■ Set of tasks
1/ In the announcement on container ship safety below, on what date does Unified Requirement S11A enter into force?
2/ Write the next part of the announcement on container ship safety, beginning after its last sentence.

■ Extract to read
The International Association of Classifications Societies (IACS) is pleased to announce the adoption of new Unified Requirements that will further improve the safety of Large Container Ships by enhancing consistency between pre-existing Class Society provisions in this area. Amalgamated within a single new Unified Requirement (UR S11A) are three new safety measures that provide a robust, timely and complete response to the findings of the investigation by Japan’s Ministry of Land, Infrastructure, Transport and Tourism (MLIT) issued in March 2015 and subsequent papers to the IMO. UR S11A is further complemented by an additional Unified Requirement (UR S34) which deals with minimum loading conditions to be analysed.
IACS welcomed the publication of the casualty investigation report into the MOL Comfort incident by Japan’s MLIT in March of this year and thanks Japan and Bahamas for bringing the results of this investigation to international shipping’s primary regulator, the IMO. IACS firmly believes that proper casualty investigation and subsequent information sharing is a key element to achieving continuous improvement in safety standards.
In anticipation of these developments IACS established at the beginning of 2014 an expert group on structural safety of container ships carried out a post “MOL Comfort” review of available information which also took into account a number of past casualties. This work has resulted in the development of UR S11A which is a longitudinal strength standard for Containerships that explicitly addresses the three issues requested of both individual classification societies and IACS by the authors of the MLIT investigation report. In brief:
Bi-axial stresses which would be induced by lateral loading, i.e. external pressure on the bottom shell: IACS Members have for many years addressed these bi-axial stresses in their individual rules and procedures. The effect of the lateral loads which induce bi-axial stresses of bottom shell plates should be considered in the requirements of the hull girder ultimate strength and this will now be recognised in the new IACS Longitudinal Strength Standard for Container Ships, known as Unified Requirement S11A which will enter into force on 1 July 2016.
The whipping effect on container ships: Although this phenomenon continues to be the subject ofresearch, the effects are becoming better understood and some individual IACS Members have developed specific rule requirements in this regard. The development of an IACS Unified Requirements for the whipping component of hull girder loading will take time, however in the interim IACS has introduced a functional requirement into the new Unified Requirement S11A which requires IACS Members to take into account whipping in accordance with their individual procedures. Entry into force is again 1 July 2016.
A revised wave bending magnitude and longitudinal distribution
has been included in the development of the new Unified Requirement S11A full details of which will be made available on the IACS website shortly.

■ Information shown
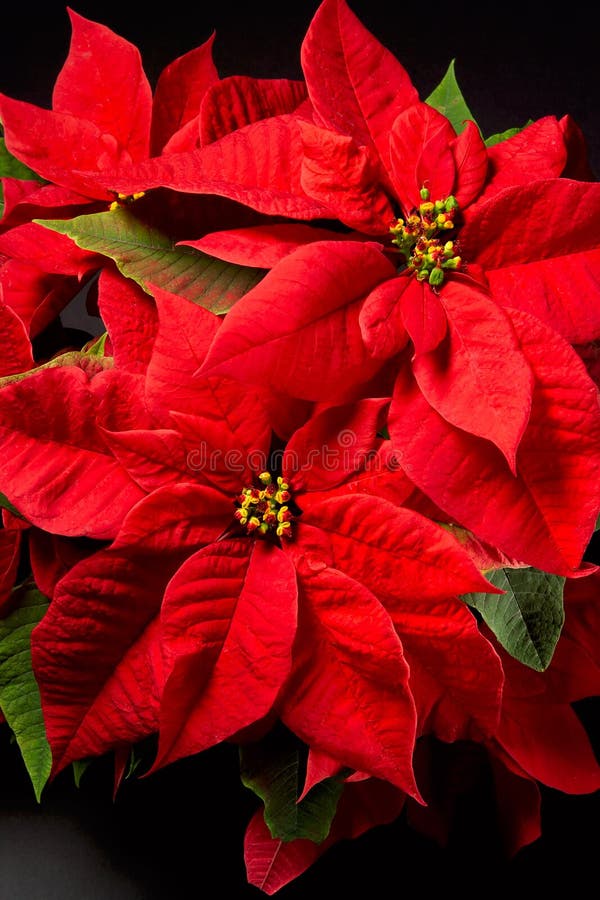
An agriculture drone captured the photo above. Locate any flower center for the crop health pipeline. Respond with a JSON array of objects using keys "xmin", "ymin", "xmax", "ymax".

■ Task-by-task answers
1/ 1 July 2016

2/
Additionally, UR S34 will set consistent requirements among IACS members by defining the unified minimum load cases used while performing strength assessment of container ships by Finite Element (FE) analysis. This fulfills two principal aims. Firstly, by prescribing high-level “functional requirements” on loads, the bottom line of structural strength becomes unified and, secondly, by developing a minimum set of common loading conditions for Cargo Hold Analysis in the midship region, a baseline for structural strength at cargo hold in the midship region is achieved.
New S34 is applicable to container ships only and will apply from 1 July 2016 and requires a Global (full ship) analysis for ships with length ≥ 290m and a Cargo hold analysis for ships with length ≥ 150m.
In accordance with IACS commitment to safety and transparency these 50+ pages of new requirements are available on the IACS website along with the detailed Technical Background. Introducing the new URs at the IMO today, IACS Chairman, Mr Philippe Donche-Gay, commented “Once again IACS has demonstrated its unrivalled technical capacity by delivering important Unified Requirements in a very tight timeframe that will further enhance Large Container Ship safety. IACS is proud of its contribution to this important debate and stands ready to continue to assist the IMO in all areas where technical expertise can advance our common goal of safer and cleaner ships.”
- Dedicated to safe ships and clean seas, the International Association of Classification Societies (IACS) makes a unique contribution to maritime safety and regulation through technical support, compliance verification and research and development.
- More than 90% of the world’s cargo carrying tonnage is covered by the classification design, construction and through-life compliance Rules and standards set by the twelve Member Societies of IACS.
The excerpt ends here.